Instructions for the task:
Answer these questions from the thread about alloy wheel refurbishment.
(a) What business, and in which town, did a bodyshop recommend?
(b) What price per wheel was quoted, and for what wheel size?
(c) According to Jamesc, which wheels did the coworker have refurbished?

# Alloy Wheel Refurb in NI



## jdquinn

Hi Guys,

I've been recommended by a bodyshop to go to A27 Engineering in Portadown to get my alloys refurbed. My wheels have edge damage all round, stone chip damage on the rears, a small crack on one and a large scuff on a couple as well as some minor blistering. I was speaking to the guy there yesterday on the phone and he seemed decent enough. Does anyone have experience of them? He quoted around £65 per wheel (19") but extra for straightening and welding. The price seems fair to me and I'm happy to pay a little more for a top job. Let me know your thoughts if you've heard of them.

thanks

Jonny


----------



## Jamesc

Girl in work had hers repaired by them a few months back, Look like a good job on them and a good colour match to the rears as she only got the front ones refurbed.


----------



## Franzpan

Never used them but I've heard good things.

Object detection data
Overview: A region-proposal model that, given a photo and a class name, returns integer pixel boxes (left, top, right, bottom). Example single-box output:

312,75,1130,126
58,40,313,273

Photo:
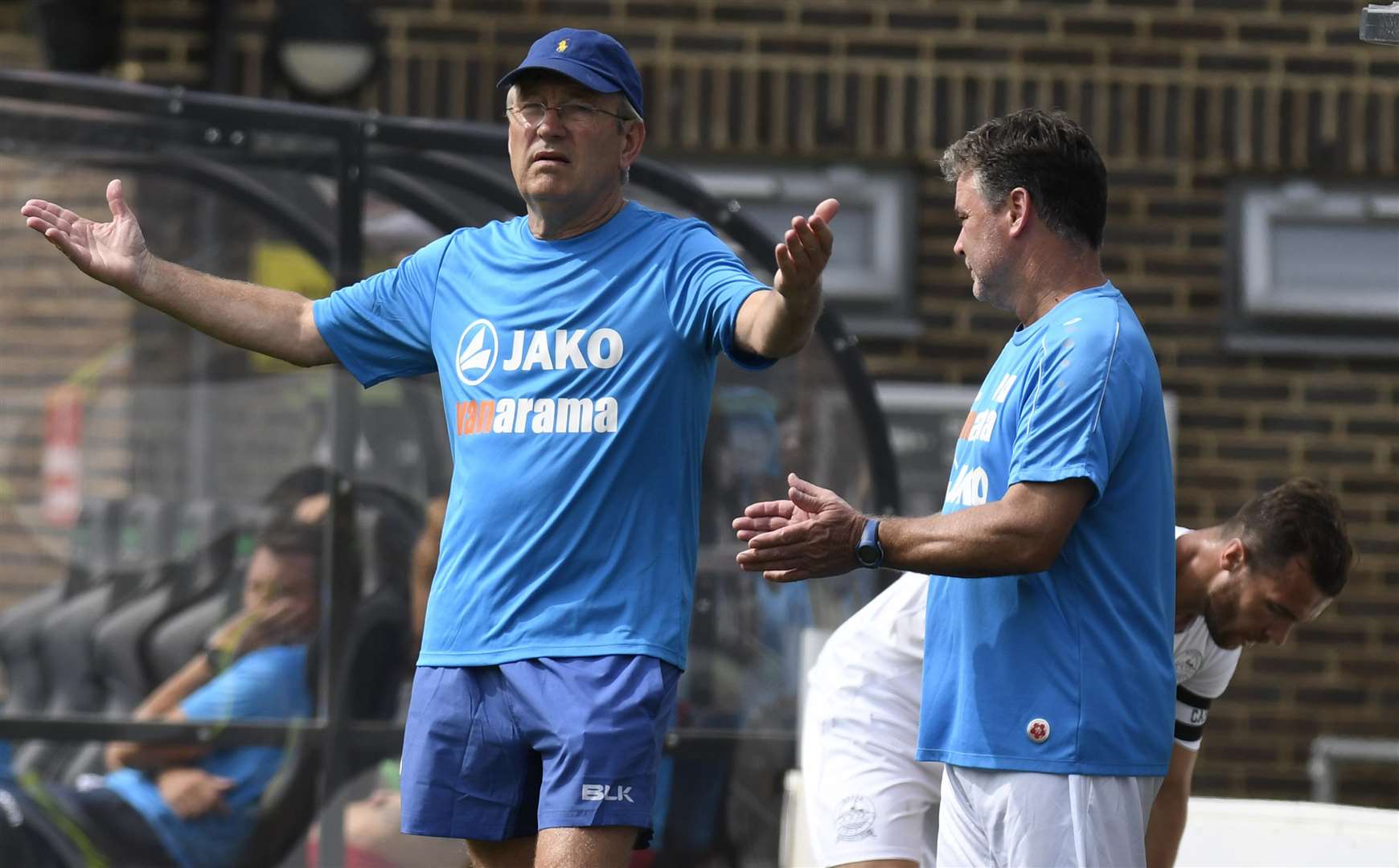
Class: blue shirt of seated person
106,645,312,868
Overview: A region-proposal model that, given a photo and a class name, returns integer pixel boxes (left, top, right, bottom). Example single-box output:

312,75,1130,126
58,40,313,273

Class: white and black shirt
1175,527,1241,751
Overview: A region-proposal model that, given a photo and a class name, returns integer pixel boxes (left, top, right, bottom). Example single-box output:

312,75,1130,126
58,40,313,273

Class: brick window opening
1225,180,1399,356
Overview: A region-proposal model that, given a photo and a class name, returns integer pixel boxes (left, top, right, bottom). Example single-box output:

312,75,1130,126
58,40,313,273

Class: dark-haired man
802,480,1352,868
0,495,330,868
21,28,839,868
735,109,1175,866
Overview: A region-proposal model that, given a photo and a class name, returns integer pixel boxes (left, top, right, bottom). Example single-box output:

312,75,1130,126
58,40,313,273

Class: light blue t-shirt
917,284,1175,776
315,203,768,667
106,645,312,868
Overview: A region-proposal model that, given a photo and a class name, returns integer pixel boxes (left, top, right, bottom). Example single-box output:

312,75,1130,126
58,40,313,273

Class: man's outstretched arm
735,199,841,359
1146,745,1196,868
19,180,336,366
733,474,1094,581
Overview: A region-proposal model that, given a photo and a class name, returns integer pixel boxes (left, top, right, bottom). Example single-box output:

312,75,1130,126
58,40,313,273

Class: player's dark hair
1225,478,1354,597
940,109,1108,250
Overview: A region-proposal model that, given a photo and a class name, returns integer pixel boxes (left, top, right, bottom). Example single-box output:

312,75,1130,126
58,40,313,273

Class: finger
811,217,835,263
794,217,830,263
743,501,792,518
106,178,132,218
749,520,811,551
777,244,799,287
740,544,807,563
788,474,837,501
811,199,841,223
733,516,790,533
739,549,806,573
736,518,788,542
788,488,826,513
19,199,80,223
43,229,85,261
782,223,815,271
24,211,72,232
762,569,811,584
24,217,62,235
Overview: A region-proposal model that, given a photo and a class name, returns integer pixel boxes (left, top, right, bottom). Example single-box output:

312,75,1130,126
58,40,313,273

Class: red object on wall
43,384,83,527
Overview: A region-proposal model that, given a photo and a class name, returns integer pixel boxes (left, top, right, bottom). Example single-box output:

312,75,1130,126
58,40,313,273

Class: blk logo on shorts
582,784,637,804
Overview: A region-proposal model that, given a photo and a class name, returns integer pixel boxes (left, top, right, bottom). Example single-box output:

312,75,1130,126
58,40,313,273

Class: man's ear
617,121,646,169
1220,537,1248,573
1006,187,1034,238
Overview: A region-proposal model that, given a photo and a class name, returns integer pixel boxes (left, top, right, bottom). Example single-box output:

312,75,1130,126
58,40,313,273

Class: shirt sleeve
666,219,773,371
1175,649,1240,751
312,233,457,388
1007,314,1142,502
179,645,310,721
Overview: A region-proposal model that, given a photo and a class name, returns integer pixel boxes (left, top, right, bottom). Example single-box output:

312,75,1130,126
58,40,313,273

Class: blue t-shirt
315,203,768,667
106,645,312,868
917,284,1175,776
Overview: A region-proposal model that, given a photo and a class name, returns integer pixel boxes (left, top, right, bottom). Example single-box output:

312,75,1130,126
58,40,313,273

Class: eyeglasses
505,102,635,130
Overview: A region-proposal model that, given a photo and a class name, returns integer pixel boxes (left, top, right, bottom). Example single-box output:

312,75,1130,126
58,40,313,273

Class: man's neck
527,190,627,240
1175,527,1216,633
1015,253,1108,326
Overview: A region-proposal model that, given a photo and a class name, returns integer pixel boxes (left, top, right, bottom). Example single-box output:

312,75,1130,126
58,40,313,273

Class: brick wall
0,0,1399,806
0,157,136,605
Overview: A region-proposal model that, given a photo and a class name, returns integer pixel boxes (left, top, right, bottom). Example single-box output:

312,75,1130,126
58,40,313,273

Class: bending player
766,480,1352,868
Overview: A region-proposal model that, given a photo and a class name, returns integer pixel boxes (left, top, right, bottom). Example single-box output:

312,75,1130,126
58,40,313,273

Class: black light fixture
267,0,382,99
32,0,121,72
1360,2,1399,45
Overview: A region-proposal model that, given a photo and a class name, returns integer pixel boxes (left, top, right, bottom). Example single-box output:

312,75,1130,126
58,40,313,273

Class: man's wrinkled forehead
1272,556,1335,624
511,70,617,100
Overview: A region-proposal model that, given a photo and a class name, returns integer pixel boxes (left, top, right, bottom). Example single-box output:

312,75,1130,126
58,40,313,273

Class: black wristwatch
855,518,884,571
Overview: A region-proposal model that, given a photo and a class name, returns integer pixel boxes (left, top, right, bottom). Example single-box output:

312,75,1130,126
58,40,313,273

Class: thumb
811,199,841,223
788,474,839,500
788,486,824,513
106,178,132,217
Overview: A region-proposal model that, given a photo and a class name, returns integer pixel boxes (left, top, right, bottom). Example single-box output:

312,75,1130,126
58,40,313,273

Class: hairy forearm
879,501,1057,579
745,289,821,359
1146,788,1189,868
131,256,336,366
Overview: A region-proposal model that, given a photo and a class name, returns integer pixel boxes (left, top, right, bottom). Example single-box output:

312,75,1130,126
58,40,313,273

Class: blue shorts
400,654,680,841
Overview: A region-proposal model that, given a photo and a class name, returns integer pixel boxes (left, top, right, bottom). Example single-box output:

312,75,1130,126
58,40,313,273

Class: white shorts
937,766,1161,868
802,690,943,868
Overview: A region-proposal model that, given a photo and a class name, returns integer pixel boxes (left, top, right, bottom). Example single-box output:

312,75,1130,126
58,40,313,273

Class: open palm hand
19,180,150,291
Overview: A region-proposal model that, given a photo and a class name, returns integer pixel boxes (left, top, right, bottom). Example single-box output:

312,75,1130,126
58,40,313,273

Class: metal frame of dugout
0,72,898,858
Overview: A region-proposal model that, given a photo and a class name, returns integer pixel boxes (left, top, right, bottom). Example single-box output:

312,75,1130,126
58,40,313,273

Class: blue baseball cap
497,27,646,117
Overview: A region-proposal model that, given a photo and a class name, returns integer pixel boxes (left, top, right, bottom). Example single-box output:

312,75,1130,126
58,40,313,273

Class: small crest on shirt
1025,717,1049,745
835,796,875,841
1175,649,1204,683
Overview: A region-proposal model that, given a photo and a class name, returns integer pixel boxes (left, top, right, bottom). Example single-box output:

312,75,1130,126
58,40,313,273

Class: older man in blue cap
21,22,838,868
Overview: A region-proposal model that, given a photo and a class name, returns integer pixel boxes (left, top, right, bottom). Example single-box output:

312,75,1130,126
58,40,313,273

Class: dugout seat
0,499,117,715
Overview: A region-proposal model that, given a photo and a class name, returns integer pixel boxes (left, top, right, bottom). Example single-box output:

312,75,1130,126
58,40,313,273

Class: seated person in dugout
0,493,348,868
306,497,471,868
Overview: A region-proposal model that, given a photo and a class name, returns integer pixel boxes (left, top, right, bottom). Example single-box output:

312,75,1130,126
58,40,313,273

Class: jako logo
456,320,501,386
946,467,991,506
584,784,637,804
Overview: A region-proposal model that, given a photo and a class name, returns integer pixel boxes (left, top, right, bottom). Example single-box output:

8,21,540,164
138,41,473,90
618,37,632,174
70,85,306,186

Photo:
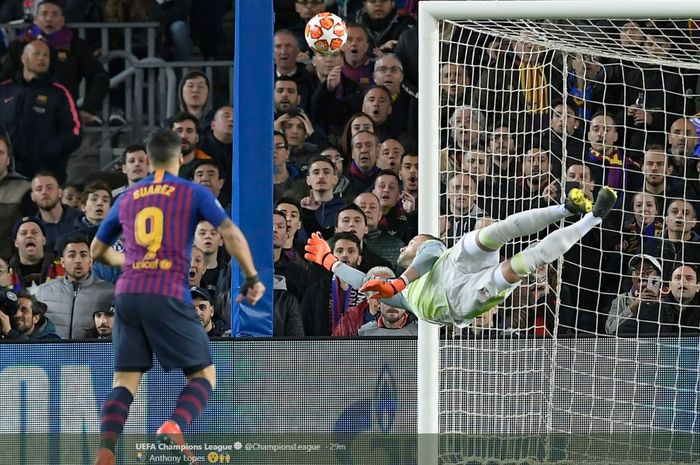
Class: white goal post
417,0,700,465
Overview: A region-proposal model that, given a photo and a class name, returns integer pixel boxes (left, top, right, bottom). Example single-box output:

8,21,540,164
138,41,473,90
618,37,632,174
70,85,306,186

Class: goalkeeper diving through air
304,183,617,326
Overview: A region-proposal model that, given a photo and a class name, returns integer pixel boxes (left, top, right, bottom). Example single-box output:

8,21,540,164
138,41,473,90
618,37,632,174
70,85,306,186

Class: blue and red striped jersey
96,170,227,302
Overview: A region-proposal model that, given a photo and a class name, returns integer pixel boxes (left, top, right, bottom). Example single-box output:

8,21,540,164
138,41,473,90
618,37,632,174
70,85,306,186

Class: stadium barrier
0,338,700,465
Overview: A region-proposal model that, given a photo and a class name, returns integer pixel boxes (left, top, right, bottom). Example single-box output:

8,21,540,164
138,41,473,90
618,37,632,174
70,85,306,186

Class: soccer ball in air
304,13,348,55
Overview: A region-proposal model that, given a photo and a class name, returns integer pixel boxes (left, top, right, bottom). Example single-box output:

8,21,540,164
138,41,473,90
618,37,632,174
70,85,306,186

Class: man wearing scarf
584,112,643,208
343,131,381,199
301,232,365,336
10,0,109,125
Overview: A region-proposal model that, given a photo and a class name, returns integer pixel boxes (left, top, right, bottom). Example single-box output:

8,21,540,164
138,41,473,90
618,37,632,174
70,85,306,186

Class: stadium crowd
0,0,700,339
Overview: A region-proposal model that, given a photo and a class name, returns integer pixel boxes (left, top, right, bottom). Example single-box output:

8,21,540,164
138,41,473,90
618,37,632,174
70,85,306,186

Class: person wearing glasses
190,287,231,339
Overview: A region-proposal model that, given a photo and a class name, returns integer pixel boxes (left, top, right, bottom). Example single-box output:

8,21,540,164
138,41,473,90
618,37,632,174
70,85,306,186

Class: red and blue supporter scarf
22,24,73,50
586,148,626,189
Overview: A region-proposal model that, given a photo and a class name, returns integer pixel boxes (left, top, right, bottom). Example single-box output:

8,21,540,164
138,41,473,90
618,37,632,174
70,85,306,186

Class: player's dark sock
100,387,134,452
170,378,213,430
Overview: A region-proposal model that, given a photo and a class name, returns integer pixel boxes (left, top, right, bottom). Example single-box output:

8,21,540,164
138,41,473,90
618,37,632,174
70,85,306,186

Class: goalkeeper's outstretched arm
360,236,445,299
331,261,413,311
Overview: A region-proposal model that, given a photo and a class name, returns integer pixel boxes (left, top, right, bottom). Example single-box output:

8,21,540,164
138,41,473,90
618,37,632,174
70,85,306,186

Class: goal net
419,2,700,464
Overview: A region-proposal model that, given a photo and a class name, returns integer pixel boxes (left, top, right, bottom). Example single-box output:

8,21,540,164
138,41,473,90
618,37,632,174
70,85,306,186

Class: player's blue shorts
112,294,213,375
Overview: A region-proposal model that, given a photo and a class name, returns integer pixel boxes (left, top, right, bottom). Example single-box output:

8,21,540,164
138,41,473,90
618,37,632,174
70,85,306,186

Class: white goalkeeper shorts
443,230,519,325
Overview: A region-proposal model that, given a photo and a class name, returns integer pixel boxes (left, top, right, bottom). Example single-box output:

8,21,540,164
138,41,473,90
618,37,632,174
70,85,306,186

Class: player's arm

Result of the exercise:
(a) A27 Engineering in Portadown.
(b) Around £65 per wheel, for 19" wheels.
(c) Only the front ones.